Reproduce the rows below without any change, starting at the line that contains "Target — perforated music stand desk" and continuing through the last of the rows. Give only those lines.

***** Records provided

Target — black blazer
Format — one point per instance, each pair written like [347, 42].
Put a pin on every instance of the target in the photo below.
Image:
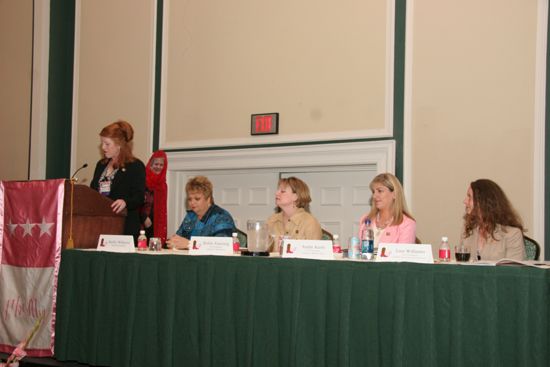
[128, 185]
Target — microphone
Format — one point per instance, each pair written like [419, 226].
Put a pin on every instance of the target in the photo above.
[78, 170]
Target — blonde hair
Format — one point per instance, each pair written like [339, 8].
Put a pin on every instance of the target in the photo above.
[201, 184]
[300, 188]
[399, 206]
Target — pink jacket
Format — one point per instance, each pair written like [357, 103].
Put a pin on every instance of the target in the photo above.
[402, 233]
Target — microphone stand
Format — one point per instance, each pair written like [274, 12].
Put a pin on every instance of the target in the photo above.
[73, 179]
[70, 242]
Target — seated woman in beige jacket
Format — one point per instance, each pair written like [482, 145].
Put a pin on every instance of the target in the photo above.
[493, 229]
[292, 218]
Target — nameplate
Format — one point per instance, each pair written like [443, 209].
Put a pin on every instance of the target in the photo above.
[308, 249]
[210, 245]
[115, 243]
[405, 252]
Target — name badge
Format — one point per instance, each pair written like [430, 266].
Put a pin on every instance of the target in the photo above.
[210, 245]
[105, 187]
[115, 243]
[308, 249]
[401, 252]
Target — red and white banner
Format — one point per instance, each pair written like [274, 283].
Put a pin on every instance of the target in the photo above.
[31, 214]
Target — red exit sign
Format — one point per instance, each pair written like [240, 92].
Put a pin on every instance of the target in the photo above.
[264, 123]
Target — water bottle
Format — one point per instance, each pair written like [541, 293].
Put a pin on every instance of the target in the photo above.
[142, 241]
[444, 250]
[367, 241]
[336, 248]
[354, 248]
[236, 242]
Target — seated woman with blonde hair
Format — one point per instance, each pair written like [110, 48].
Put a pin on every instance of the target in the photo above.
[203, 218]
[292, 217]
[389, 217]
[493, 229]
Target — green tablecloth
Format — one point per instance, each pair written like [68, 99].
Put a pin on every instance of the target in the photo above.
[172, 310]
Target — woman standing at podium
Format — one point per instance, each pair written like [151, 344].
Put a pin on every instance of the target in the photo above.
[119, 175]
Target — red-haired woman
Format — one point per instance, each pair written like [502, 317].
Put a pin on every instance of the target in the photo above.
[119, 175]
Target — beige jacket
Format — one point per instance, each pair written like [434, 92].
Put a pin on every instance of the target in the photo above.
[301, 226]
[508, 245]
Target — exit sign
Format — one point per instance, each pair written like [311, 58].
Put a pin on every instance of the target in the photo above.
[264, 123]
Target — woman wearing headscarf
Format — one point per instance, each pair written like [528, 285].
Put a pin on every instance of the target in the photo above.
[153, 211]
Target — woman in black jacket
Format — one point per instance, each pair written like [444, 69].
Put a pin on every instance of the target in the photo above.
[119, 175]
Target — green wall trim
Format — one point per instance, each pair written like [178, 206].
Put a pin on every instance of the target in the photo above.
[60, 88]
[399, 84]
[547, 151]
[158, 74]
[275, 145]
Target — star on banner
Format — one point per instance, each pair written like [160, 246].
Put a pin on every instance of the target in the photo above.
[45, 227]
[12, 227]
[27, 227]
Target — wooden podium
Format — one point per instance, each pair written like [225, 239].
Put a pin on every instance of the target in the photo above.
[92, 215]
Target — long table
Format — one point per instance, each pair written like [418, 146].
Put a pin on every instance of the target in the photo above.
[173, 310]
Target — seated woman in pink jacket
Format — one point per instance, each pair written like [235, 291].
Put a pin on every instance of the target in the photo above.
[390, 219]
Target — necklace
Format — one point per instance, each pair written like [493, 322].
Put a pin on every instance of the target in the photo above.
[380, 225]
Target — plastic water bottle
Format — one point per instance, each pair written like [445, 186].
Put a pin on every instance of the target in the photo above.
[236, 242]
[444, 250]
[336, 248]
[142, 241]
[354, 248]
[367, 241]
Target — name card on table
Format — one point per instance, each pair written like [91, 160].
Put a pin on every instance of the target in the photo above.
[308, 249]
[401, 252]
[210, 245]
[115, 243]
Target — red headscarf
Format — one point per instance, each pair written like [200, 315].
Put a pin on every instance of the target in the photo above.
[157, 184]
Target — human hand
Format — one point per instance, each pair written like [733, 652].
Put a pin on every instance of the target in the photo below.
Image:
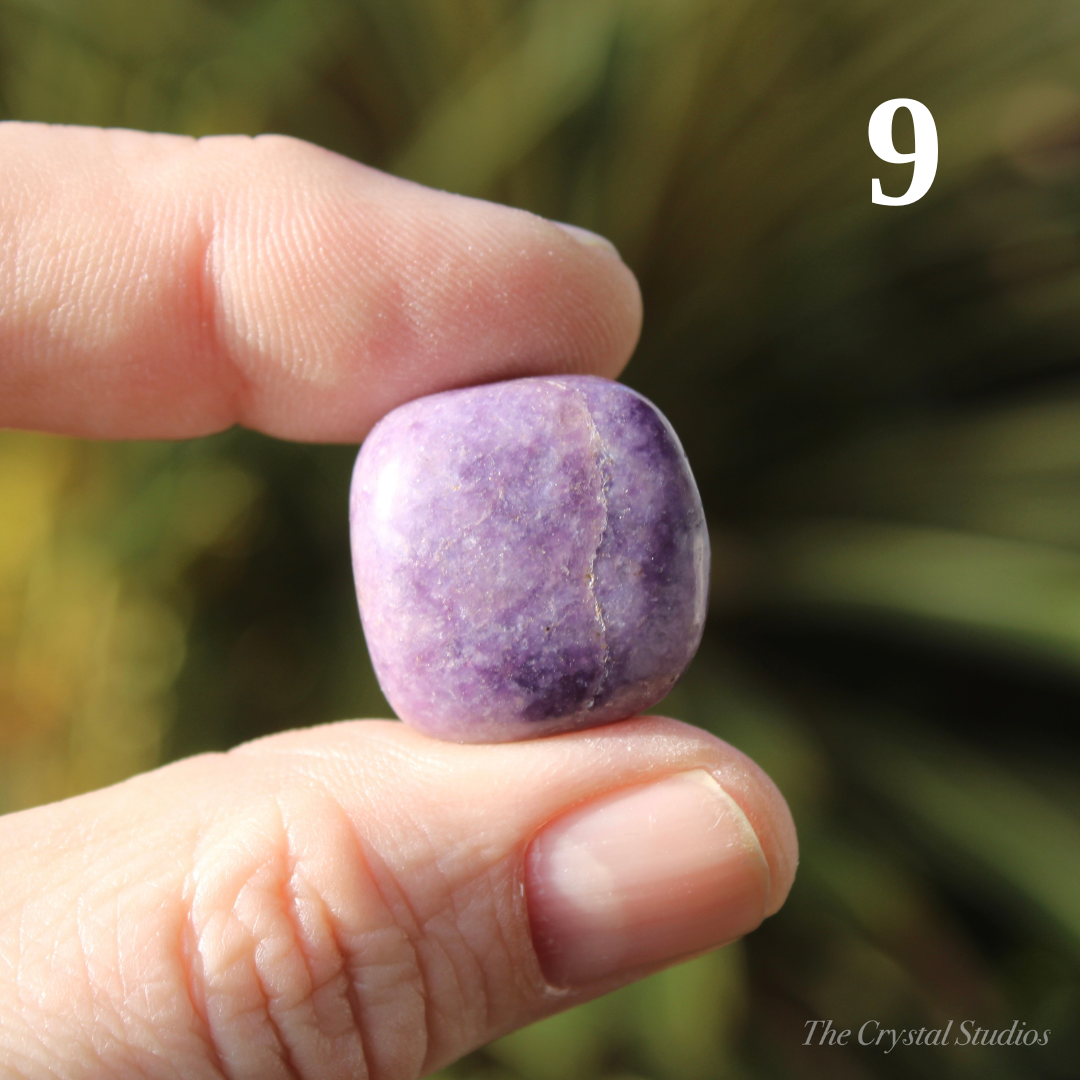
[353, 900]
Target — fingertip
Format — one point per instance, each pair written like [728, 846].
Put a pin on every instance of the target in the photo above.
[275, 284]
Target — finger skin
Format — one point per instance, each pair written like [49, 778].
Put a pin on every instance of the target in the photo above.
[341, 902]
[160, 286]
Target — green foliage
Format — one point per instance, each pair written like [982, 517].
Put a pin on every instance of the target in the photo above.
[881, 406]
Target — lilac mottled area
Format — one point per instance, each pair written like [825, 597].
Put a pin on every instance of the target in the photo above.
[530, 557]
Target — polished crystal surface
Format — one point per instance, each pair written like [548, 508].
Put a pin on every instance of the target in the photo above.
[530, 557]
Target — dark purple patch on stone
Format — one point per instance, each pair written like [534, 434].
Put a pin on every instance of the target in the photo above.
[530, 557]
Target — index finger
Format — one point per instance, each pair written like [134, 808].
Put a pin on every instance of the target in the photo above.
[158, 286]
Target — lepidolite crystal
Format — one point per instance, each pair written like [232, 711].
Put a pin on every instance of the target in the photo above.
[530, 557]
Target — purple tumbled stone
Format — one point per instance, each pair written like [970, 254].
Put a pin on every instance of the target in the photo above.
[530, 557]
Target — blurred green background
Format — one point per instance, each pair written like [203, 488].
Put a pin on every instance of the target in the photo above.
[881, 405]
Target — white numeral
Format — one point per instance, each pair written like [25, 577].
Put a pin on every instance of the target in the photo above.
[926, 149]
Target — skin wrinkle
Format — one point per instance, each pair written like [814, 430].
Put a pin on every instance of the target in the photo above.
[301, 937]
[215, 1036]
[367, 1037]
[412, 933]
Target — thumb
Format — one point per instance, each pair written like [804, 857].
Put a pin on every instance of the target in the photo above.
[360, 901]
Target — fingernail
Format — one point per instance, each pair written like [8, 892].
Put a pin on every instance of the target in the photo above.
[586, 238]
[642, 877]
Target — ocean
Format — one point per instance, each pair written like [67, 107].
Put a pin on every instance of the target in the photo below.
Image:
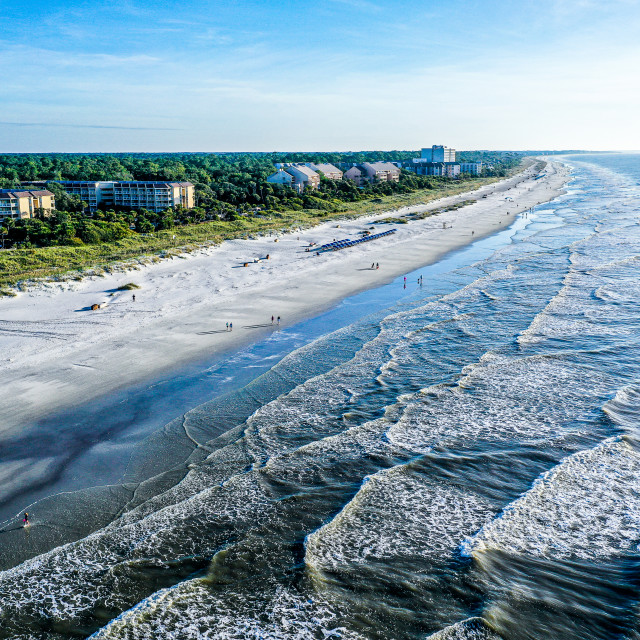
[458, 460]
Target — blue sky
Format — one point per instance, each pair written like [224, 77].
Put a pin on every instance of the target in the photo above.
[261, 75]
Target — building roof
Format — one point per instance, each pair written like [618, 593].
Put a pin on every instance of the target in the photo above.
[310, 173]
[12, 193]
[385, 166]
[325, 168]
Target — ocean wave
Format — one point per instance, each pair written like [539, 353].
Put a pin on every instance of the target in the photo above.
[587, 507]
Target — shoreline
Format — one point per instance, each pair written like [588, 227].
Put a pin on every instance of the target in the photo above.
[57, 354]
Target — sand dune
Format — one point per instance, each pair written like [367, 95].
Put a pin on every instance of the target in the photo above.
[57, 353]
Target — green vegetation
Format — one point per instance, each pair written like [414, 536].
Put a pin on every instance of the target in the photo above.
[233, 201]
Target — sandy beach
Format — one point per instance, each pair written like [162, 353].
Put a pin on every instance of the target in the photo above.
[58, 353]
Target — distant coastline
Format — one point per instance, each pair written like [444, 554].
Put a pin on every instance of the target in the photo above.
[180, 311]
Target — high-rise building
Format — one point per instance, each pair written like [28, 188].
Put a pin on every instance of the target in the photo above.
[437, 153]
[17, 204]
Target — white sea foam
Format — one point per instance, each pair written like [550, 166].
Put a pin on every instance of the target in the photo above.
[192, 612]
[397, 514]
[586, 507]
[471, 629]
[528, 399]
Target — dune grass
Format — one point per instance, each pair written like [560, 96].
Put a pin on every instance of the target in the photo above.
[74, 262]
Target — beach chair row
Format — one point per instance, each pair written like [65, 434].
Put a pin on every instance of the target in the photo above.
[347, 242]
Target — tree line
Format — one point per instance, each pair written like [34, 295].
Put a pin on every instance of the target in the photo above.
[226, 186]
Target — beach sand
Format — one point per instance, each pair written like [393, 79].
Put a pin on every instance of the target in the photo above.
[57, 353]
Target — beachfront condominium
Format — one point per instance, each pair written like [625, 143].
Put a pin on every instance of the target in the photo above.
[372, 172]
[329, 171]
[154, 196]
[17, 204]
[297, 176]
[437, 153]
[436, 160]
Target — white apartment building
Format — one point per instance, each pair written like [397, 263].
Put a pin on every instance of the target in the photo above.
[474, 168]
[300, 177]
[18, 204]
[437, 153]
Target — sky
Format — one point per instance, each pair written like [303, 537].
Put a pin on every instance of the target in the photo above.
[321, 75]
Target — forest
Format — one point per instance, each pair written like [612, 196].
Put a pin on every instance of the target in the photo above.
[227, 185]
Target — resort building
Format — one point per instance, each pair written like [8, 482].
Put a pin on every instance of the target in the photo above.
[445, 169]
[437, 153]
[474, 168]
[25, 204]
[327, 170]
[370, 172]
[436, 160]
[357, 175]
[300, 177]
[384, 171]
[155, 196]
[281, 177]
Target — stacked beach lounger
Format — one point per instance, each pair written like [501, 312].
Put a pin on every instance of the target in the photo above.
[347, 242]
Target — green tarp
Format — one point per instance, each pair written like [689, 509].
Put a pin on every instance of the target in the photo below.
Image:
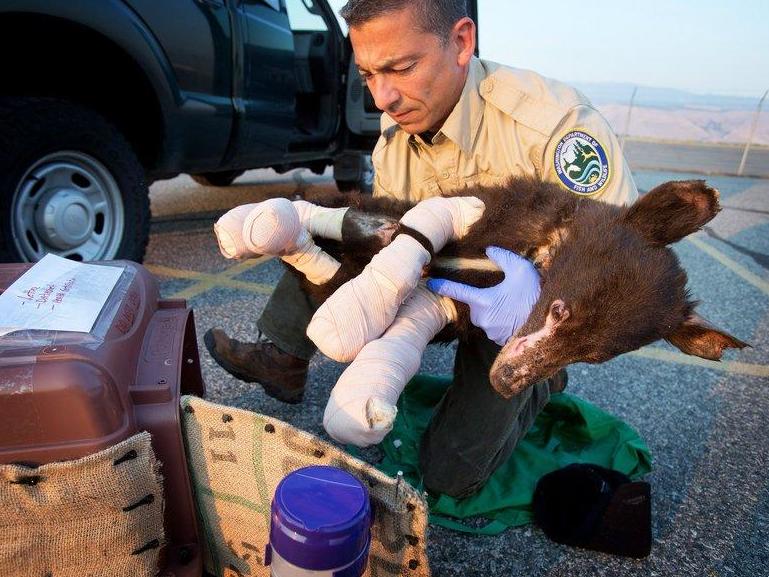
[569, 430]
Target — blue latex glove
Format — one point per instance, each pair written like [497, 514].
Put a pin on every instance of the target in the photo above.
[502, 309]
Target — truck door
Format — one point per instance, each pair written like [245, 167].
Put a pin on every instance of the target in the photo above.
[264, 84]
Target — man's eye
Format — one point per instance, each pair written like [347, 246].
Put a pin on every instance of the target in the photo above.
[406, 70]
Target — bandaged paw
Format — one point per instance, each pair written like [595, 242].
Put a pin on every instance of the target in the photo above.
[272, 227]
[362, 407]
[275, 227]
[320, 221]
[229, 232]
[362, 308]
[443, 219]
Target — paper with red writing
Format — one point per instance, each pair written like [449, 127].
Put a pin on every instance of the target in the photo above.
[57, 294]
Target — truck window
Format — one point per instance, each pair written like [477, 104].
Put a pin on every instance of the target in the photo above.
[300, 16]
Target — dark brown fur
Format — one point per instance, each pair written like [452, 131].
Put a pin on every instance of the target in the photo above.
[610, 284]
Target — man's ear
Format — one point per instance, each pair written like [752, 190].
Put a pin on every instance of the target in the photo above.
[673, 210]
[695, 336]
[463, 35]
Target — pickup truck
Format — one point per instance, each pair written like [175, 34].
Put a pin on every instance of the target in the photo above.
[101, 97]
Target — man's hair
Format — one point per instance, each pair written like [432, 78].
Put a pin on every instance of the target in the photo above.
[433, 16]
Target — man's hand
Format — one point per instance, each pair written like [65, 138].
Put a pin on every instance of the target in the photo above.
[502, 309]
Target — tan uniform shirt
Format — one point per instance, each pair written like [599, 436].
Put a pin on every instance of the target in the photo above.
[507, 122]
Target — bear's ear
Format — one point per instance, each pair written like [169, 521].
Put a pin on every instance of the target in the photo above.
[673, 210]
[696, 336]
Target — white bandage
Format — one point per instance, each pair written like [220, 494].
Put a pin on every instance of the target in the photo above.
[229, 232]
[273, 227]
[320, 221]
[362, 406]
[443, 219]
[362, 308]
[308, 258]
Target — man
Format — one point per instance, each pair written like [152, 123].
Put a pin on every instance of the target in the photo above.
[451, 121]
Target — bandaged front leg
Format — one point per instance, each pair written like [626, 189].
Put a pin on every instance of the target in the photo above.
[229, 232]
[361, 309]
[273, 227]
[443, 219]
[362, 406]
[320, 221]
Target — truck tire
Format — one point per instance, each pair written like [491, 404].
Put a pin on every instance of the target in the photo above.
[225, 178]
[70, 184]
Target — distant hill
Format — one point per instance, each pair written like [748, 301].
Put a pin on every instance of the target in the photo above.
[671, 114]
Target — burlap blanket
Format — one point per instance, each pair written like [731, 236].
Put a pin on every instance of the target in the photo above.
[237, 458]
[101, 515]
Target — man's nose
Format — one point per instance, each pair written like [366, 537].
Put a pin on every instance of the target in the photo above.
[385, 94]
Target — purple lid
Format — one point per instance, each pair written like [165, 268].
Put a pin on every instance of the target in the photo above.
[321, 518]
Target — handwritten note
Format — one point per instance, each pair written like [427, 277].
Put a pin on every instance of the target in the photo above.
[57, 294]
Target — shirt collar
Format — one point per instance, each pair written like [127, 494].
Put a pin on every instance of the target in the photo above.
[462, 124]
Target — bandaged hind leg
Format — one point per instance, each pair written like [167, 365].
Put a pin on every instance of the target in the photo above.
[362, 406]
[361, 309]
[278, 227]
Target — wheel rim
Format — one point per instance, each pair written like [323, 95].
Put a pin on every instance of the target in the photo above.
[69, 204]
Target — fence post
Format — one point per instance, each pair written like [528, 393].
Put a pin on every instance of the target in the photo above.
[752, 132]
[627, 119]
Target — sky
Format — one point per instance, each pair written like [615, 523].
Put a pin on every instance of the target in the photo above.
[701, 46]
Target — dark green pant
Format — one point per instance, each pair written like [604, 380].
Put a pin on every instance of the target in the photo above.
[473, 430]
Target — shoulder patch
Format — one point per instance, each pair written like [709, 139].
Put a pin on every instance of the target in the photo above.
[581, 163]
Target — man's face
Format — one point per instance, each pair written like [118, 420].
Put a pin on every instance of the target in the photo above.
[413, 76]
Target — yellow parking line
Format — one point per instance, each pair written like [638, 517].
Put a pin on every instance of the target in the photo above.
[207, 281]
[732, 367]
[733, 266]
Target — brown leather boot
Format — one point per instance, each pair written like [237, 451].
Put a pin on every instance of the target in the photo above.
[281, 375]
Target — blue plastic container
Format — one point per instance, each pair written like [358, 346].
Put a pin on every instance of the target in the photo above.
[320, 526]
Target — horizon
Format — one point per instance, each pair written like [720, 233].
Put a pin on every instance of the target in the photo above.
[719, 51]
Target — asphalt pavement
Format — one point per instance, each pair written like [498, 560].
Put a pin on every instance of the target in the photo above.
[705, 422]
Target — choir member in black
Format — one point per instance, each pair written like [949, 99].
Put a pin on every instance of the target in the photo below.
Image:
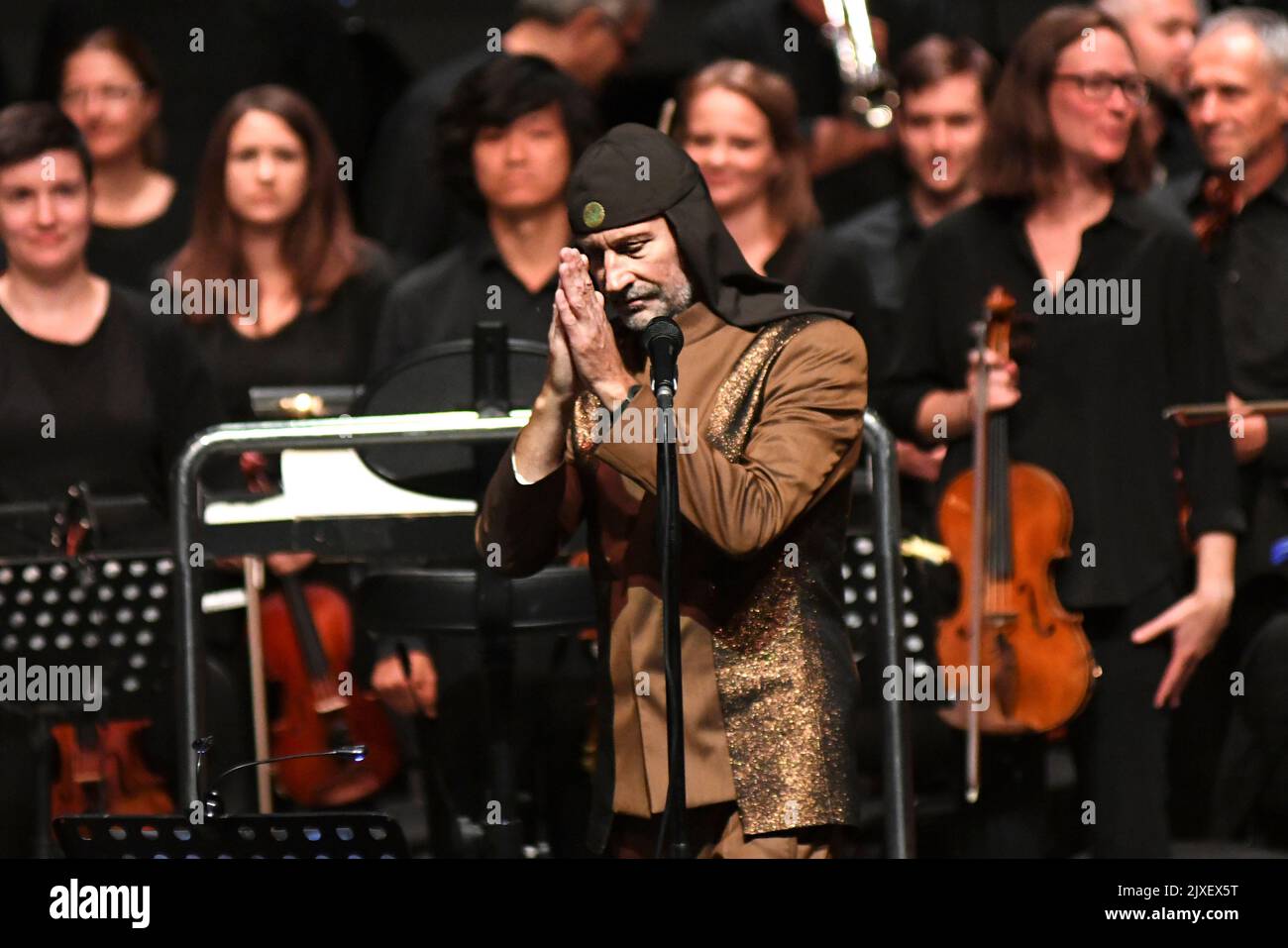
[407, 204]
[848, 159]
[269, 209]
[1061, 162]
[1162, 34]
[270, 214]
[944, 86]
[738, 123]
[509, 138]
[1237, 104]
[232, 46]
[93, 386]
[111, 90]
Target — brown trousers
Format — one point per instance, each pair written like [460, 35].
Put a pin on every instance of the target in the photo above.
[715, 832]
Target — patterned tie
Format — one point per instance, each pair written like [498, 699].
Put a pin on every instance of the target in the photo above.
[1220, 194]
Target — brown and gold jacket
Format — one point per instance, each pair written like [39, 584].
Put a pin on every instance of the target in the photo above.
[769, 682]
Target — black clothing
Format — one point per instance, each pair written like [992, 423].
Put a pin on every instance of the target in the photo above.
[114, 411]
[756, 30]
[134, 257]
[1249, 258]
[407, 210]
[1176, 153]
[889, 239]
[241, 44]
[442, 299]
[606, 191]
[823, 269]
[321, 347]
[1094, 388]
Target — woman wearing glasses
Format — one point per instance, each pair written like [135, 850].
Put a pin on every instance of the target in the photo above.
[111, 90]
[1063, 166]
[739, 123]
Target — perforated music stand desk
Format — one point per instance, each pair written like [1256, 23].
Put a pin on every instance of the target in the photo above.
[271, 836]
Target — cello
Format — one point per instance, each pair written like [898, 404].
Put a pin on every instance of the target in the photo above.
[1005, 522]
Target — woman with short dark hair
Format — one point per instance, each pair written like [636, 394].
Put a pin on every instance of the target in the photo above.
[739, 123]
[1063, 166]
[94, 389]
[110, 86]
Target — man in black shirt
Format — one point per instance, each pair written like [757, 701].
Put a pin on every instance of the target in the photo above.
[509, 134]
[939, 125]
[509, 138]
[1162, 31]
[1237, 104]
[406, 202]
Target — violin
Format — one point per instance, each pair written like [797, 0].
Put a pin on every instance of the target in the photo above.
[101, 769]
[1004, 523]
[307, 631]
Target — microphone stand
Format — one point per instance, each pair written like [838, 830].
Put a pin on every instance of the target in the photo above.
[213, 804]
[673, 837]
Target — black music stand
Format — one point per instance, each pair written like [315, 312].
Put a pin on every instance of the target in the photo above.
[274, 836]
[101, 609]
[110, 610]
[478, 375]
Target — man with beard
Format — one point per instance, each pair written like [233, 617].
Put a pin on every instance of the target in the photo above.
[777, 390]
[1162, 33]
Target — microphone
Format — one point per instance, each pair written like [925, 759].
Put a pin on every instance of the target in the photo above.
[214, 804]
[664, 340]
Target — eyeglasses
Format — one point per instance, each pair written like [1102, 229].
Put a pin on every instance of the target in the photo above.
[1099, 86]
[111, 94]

**********

Written answer —
Target — perforated music stand desk
Format — one point per instance, each pair written like [1256, 23].
Put a pin on every instance of the target in the photo above.
[271, 836]
Target — cello
Format — one point per instance, each pair written like [898, 404].
Put a pin on every instance of the target in the photo above.
[1005, 522]
Target — woman with short dark hair
Format — one point per instance, each pair written like [636, 394].
Put a pin on every instance of the target in the photo above.
[739, 123]
[1063, 166]
[94, 389]
[110, 86]
Target — man in black shirt
Format — one point per instance, each pair written like [757, 701].
Put a pin on every instance of the target in the photo above.
[509, 134]
[939, 125]
[509, 138]
[1162, 31]
[1237, 104]
[406, 202]
Target — violin
Format — one point per instance, each pair written like [797, 0].
Put a pin on every instance of the target in the photo above.
[101, 769]
[1004, 523]
[307, 631]
Target — microphone stand
Format — one point per instance, each pair written like [838, 830].
Put a pin on every instance of the target in the photo above.
[213, 804]
[673, 837]
Target — black music stand
Format — one point per instance, each pair written like [315, 312].
Put a pin on every instance of the target in the photo above.
[274, 836]
[101, 609]
[110, 610]
[478, 375]
Target — man with beard
Format — one point per instance, each pair written like [233, 617].
Put a pin on every instance of the target in the photo above.
[777, 390]
[1162, 33]
Target — microphone
Format — one point per instance, each pair written like [925, 759].
Put a pin on every instance of the target in the photo above.
[214, 804]
[664, 340]
Target — eyeglasses
Format — one point per instance, each pair written like [1102, 229].
Put a pin on every instance of the target in the photo above.
[1099, 86]
[111, 94]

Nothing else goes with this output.